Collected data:
*** Begin section ***

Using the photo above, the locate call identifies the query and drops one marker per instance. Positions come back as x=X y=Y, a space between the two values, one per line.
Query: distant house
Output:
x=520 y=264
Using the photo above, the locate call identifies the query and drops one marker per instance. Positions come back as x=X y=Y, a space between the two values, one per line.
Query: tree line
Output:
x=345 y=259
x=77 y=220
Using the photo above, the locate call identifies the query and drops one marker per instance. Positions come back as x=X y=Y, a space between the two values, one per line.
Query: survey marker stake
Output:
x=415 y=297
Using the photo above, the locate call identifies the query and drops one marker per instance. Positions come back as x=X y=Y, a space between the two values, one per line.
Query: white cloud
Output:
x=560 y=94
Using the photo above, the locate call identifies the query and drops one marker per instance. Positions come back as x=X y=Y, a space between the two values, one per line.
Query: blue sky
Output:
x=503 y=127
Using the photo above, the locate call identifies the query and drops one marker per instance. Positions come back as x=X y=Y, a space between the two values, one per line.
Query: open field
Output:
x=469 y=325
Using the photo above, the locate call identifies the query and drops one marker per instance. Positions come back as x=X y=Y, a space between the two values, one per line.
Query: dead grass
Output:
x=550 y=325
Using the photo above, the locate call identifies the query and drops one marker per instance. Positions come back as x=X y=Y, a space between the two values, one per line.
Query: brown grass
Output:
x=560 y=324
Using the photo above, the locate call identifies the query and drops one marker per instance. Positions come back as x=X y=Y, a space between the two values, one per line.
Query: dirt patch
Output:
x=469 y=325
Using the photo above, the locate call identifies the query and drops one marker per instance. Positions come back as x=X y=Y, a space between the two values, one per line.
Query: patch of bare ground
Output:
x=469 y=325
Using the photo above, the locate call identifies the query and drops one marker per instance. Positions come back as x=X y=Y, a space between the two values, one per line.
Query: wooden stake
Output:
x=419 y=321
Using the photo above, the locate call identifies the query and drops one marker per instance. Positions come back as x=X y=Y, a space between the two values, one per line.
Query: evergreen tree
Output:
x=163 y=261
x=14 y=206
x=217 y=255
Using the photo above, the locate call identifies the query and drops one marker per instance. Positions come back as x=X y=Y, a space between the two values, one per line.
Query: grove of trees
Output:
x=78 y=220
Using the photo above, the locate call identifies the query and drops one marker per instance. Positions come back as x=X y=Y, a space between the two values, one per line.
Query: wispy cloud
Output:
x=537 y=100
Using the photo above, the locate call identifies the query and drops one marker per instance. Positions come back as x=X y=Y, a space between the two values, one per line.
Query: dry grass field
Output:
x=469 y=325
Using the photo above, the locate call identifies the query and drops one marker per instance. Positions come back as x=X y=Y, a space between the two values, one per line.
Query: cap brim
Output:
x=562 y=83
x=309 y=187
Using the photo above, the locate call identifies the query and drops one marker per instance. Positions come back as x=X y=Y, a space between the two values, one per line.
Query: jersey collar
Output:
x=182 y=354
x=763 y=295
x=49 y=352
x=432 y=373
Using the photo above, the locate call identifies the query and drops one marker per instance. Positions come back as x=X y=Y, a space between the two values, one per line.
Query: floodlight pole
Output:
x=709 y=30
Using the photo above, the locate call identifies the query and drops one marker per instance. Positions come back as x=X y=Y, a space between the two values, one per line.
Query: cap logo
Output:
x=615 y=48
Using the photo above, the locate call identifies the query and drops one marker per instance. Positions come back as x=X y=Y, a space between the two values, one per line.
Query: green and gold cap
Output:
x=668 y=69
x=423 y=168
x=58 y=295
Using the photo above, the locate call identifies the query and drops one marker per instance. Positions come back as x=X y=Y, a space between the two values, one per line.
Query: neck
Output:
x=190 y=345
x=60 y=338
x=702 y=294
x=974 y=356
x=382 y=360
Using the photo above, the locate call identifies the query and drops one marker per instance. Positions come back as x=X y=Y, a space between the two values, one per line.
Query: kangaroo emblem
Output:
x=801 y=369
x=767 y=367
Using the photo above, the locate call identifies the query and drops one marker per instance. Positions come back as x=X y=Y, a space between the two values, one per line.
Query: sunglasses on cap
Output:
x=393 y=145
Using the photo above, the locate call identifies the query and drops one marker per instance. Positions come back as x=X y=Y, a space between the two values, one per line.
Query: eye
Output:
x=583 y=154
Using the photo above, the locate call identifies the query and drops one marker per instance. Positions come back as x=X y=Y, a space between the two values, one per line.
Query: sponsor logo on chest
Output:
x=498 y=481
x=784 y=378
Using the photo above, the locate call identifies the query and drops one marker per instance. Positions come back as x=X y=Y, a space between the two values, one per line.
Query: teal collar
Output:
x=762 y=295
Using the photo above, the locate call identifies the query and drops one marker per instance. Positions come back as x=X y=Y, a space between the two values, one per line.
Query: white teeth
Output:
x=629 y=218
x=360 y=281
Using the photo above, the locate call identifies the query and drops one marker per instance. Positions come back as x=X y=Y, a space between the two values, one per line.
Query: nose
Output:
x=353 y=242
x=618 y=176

*** End section ***

→ What is needed:
Tell how many lines in the entries above include the word "logo", and respond with the number alone.

→ Task result:
2